(TASKS TO COMPLETE):
1 - In the Rivian article, what share of Rivian does Amazon own?
2 - Name every company mentioned by name in the Rivian article.

There are some big-name investors backing the company too. For example, Amazon owns over 17% of Rivian shares. Furthermore, Amazon has a contract with Rivian to deliver 100,000 EV vans over the next few years as it looks to electrify its delivery fleet. This is a huge boost of confidence and shows excellent early traction for Rivian’s EVs.
Looking further ahead, and the commercial van segment could be an excellent growth market for it. This targets an area that popular EV maker Tesla doesn’t right now. The shift to online shopping and the need for commercial delivery vans could further boost Rivian’s sales as more e-commerce retailers look to electrify their fleets.
Such sector tailwinds can be seen in Rivian’s revenue forecasts for the years ahead. It’s expected to grow to $3.5bn in 2022, and increase to $8.5bn in 2023. If achieved, this would be a highly impressive growth rate of 145%.
Should I buy at this Rivian share price?
However, I think the volatility in the share price highlights the uncertainties for the company at present, and therefore the risks for me as a potential investor.

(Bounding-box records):

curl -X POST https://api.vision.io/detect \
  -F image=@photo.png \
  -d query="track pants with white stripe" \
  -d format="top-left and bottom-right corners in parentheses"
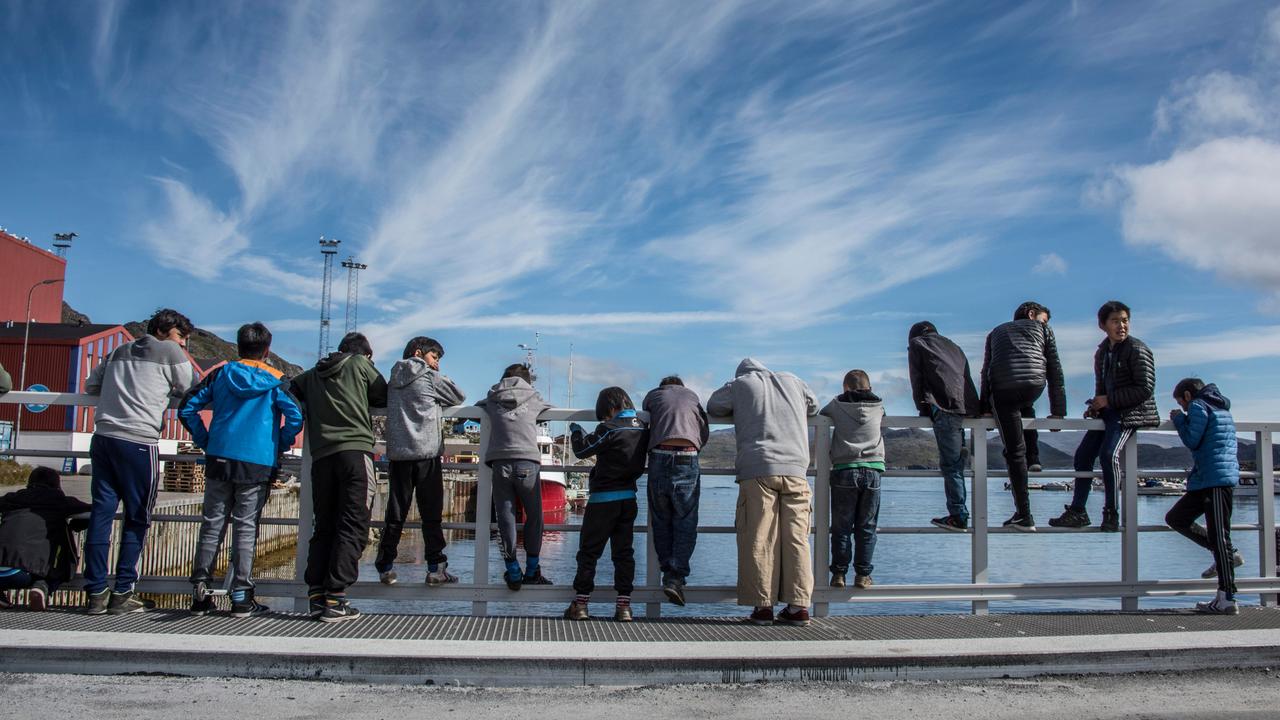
top-left (1165, 487), bottom-right (1235, 596)
top-left (84, 434), bottom-right (160, 593)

(EXPECTED RESPONSES):
1 - Over 17% of Rivian shares.

2 - Rivian, Amazon, Tesla